[Saved entries]
────

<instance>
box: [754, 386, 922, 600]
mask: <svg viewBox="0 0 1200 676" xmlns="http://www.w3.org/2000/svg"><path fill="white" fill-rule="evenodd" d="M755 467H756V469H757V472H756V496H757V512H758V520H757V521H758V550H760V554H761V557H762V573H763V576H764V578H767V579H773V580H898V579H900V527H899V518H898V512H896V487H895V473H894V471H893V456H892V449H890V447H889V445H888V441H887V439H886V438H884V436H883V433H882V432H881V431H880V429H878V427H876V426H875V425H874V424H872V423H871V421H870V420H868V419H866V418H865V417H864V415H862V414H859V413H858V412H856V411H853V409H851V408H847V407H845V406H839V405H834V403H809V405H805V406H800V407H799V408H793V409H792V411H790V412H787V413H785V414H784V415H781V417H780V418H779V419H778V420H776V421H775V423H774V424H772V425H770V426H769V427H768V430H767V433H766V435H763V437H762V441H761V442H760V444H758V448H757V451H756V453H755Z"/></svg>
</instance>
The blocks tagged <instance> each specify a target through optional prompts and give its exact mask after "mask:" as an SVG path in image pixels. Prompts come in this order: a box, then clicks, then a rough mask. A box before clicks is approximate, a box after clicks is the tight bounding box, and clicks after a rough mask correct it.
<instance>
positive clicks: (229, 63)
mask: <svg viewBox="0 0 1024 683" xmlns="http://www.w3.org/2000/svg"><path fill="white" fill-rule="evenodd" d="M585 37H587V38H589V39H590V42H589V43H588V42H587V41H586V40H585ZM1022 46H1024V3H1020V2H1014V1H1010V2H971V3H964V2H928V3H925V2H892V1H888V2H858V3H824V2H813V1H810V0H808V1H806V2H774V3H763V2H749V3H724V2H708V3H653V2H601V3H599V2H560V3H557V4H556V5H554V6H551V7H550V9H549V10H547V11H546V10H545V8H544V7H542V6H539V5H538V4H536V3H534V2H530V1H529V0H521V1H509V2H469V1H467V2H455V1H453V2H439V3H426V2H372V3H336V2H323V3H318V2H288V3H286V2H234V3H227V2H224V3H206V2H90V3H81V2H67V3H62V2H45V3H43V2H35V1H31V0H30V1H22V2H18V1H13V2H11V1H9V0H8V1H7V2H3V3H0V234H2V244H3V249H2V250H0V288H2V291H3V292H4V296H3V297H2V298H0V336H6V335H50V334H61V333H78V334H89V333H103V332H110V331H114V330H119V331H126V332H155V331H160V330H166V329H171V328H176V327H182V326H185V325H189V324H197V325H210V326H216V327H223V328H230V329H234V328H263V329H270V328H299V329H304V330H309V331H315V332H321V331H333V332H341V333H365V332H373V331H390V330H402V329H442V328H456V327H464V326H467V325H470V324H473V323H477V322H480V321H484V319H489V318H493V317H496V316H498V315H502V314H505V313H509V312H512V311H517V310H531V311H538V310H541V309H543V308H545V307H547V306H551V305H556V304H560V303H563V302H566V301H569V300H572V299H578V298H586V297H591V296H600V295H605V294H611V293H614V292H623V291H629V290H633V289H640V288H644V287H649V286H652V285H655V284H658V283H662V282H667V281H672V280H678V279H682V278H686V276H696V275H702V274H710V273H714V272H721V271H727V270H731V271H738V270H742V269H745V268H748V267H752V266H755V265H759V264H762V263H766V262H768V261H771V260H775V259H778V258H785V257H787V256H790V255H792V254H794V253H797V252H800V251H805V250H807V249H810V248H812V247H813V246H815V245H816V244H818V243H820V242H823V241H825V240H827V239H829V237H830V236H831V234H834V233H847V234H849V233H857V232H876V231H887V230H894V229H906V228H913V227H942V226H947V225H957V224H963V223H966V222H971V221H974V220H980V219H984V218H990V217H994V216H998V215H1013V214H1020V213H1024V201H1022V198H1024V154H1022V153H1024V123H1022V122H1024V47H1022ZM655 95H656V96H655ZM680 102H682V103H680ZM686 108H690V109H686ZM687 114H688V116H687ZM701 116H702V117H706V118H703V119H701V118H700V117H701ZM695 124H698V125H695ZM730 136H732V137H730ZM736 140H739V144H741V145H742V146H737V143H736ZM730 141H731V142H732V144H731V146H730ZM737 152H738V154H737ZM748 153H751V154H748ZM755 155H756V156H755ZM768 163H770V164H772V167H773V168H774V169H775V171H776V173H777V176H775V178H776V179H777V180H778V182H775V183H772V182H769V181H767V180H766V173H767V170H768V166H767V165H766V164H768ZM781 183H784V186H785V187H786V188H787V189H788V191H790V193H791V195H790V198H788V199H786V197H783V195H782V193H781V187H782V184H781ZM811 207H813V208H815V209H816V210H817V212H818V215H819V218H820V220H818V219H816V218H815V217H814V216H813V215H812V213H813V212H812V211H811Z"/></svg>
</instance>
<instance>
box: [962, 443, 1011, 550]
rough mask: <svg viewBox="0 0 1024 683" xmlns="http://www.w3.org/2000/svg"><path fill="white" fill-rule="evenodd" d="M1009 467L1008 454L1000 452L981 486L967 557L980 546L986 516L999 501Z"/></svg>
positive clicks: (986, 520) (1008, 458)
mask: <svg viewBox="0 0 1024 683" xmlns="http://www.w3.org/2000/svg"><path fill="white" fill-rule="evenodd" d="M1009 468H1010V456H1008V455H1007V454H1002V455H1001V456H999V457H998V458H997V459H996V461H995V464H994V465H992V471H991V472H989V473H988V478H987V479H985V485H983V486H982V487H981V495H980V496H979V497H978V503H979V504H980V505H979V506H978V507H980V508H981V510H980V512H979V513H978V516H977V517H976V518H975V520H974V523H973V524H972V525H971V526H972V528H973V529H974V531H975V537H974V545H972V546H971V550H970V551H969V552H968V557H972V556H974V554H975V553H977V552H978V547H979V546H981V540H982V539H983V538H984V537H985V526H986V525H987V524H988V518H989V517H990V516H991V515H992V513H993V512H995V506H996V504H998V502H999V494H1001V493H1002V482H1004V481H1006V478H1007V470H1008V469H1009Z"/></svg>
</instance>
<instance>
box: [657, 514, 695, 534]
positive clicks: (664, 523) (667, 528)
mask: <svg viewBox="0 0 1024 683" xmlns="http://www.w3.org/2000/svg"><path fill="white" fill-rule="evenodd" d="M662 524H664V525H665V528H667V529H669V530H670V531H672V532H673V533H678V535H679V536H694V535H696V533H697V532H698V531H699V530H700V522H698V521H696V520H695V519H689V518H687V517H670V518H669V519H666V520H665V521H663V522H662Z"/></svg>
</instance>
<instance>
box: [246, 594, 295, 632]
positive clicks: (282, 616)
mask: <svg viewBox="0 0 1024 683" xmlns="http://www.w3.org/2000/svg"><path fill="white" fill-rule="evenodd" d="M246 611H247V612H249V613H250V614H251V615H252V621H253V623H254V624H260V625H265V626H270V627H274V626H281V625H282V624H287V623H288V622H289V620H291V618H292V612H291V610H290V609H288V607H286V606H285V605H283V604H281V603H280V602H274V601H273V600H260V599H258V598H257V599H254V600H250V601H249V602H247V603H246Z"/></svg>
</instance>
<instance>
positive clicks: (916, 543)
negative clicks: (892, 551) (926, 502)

────

(How to complete this task)
Return each line from the items above that includes the string "positive".

(Worked solution)
positive clicks: (229, 63)
positive clicks: (986, 520) (1008, 458)
positive clicks: (664, 523) (667, 528)
positive clicks: (282, 616)
positive clicks: (916, 543)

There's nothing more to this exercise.